Region annotation items:
==*==

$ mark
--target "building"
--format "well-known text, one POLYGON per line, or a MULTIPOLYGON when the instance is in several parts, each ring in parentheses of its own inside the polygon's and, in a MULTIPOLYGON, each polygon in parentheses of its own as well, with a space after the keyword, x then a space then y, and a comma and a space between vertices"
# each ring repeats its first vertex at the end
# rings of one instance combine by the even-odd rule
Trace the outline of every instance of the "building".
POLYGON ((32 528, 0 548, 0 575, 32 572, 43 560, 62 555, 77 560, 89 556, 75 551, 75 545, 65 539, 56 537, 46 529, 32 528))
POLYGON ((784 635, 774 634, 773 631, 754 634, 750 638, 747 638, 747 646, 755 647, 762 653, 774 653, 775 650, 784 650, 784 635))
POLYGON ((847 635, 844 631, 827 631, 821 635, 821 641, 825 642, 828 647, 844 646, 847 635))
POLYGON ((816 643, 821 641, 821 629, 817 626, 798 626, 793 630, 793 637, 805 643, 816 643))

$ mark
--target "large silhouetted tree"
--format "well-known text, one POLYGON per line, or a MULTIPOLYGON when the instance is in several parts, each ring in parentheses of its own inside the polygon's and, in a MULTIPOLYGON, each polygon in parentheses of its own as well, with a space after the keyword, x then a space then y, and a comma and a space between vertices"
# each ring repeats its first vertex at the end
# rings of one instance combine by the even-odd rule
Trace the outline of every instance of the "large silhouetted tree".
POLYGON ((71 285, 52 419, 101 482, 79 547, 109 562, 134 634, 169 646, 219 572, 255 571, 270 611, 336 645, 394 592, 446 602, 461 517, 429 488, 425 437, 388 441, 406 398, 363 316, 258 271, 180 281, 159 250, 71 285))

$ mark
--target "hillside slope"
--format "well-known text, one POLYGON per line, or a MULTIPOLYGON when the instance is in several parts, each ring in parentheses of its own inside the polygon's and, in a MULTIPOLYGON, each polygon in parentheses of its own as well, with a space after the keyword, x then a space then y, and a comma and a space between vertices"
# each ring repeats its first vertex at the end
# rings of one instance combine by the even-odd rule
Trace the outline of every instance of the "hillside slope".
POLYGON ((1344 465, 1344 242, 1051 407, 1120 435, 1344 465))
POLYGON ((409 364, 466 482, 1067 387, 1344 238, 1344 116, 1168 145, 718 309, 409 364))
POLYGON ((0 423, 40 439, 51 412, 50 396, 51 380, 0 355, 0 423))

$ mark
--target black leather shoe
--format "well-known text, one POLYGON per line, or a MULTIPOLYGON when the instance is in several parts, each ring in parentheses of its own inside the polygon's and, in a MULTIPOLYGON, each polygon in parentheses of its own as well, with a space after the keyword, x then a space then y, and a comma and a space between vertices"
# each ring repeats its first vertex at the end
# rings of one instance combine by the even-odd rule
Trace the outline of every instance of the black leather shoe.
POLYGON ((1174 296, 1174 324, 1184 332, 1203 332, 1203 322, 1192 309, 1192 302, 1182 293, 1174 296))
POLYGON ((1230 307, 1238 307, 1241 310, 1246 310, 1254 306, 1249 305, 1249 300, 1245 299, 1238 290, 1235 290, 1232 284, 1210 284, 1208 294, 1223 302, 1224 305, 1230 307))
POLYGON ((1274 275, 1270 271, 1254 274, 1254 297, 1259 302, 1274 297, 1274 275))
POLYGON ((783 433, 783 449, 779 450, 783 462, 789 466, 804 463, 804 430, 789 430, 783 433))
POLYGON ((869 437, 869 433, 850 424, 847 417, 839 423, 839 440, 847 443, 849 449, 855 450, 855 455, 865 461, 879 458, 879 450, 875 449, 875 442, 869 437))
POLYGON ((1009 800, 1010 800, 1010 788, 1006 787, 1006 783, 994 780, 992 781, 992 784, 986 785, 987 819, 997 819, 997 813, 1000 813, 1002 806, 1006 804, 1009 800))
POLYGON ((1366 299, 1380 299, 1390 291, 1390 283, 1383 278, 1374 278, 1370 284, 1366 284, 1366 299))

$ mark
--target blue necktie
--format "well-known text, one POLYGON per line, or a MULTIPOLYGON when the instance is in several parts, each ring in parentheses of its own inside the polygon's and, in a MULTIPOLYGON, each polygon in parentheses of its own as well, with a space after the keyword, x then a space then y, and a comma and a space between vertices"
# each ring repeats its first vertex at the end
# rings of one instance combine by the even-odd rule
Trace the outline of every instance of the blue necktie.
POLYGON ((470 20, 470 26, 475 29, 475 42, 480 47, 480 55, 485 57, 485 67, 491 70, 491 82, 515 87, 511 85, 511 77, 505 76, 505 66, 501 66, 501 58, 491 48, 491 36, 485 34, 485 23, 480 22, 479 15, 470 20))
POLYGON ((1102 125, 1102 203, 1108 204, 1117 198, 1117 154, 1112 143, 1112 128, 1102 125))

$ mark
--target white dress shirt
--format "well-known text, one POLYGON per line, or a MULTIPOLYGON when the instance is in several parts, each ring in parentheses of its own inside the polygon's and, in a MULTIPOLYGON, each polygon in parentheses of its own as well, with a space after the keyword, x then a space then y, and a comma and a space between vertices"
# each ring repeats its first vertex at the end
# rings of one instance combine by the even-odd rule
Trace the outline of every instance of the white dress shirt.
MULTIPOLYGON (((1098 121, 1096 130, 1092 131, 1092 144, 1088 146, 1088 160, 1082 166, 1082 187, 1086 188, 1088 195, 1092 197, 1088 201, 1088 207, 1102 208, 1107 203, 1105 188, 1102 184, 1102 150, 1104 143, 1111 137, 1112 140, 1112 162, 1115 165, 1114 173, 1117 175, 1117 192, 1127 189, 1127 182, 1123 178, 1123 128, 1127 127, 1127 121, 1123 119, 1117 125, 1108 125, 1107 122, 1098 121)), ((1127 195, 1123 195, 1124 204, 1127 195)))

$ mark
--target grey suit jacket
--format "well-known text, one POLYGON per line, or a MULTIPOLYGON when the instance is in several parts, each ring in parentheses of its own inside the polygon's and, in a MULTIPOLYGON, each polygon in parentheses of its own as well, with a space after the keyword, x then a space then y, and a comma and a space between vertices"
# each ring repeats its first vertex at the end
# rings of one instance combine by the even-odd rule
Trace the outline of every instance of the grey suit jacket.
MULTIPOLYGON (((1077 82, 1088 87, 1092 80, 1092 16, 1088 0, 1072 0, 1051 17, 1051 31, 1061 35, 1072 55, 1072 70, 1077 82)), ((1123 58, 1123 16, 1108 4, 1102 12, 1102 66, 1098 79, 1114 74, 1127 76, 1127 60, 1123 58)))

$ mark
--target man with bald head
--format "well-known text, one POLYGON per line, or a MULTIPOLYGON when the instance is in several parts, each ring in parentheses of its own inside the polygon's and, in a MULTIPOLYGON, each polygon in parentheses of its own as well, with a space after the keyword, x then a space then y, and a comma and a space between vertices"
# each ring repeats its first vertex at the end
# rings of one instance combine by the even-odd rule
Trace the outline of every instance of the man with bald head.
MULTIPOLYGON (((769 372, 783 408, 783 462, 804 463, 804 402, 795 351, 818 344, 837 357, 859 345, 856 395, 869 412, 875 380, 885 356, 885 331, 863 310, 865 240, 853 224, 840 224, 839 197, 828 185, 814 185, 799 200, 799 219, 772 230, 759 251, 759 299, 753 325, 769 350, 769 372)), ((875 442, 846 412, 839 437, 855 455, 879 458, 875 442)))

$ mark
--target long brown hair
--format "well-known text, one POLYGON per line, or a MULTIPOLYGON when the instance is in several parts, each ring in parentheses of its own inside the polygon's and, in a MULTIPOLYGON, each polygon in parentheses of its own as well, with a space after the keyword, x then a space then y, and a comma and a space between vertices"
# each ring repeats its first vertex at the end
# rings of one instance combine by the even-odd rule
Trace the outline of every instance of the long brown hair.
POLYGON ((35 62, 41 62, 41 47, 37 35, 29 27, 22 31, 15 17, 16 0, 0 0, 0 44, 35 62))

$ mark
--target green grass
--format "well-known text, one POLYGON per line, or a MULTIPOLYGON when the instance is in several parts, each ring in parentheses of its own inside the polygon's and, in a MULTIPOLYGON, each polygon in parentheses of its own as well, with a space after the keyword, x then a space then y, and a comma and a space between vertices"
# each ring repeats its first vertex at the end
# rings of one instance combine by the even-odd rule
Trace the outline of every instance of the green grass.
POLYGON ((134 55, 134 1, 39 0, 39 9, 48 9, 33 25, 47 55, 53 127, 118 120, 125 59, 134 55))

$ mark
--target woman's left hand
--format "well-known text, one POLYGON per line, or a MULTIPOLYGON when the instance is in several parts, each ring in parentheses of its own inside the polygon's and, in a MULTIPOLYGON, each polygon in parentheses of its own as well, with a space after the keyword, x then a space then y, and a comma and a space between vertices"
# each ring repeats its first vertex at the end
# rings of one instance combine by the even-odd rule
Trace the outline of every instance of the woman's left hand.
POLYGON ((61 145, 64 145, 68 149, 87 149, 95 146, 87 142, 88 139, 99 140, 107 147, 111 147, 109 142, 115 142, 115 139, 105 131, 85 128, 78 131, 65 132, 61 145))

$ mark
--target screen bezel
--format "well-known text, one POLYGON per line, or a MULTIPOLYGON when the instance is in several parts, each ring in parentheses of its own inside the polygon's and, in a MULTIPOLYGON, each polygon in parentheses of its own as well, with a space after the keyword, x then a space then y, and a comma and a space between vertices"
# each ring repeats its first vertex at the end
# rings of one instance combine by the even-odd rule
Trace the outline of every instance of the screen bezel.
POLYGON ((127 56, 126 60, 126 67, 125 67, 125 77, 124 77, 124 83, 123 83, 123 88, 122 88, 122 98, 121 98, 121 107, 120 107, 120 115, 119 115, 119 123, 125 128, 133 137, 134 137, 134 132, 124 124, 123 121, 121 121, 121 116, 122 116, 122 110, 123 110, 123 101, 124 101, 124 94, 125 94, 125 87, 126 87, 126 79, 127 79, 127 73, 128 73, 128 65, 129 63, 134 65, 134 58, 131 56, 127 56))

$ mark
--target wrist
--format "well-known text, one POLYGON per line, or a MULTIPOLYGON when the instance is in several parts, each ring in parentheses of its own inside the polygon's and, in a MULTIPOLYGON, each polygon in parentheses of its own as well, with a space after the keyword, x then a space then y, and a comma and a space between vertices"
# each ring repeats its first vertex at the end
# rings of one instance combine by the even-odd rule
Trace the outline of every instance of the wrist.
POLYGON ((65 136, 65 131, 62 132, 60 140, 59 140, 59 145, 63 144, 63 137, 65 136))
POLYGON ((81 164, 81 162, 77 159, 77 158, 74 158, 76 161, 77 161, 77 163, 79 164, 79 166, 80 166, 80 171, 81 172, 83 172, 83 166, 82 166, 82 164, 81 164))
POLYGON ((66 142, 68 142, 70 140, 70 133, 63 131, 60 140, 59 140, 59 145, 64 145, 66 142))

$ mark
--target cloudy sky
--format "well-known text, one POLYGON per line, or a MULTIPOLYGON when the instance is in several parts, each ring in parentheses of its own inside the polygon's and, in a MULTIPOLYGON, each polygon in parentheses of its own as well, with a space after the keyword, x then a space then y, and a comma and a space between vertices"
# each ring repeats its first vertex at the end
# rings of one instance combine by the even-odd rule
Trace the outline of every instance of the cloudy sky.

==*==

• _Goal_: Copy out the records word for word, from their first line down to and including the line that contains "POLYGON ((784 635, 774".

• _Answer to the problem_:
$ mark
--target "building"
--format "well-known text, one POLYGON per line, or a MULTIPOLYGON when the instance is in several parts, each ring in parentheses of its own inside the polygon's and, in a MULTIPOLYGON, each polygon in parentheses of its own as well, with a space after the keyword, x then a space then y, and a comma and a space between vertices"
# each ring repeats its first vertex at the end
# rings of one instance combine by the even-odd rule
Trace the outline of every instance of the "building".
POLYGON ((32 528, 0 548, 0 575, 32 572, 43 560, 62 555, 77 560, 89 556, 75 551, 75 545, 65 539, 56 537, 46 529, 32 528))
POLYGON ((784 635, 774 634, 773 631, 754 634, 750 638, 747 638, 747 646, 755 647, 762 653, 774 653, 775 650, 784 650, 784 635))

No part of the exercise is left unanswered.